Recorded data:
──────

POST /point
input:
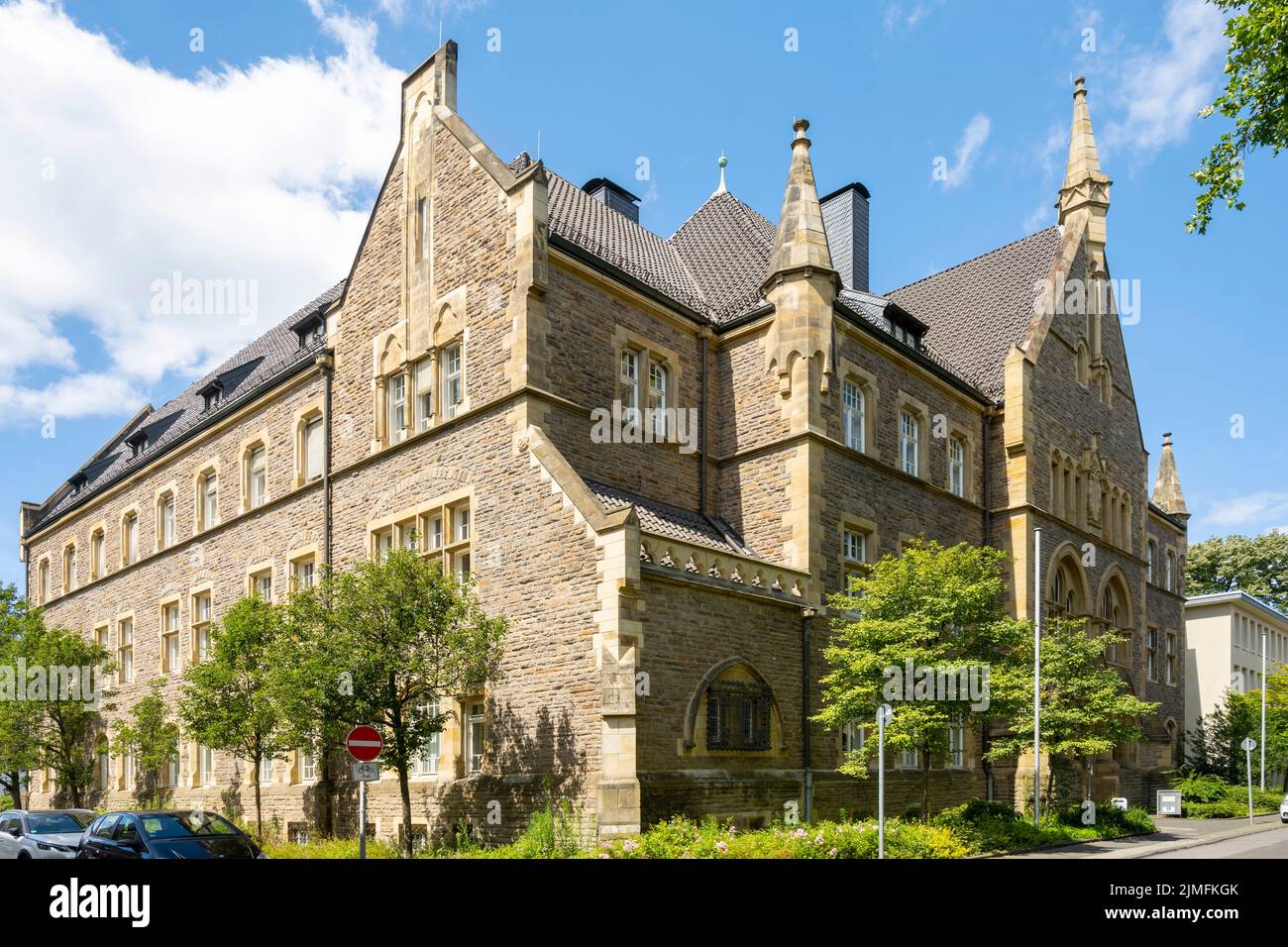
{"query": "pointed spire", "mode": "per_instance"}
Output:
(1167, 486)
(802, 243)
(1085, 184)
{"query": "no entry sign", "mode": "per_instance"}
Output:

──────

▶ **What the exercise asks**:
Repeat the records above exactly, without any pictures.

▶ **Answer for this exercise**:
POST /point
input:
{"query": "pointed spire", "mode": "per_instance"}
Output:
(1167, 486)
(802, 243)
(1085, 184)
{"query": "no entry sign", "mode": "per_instance"}
Output:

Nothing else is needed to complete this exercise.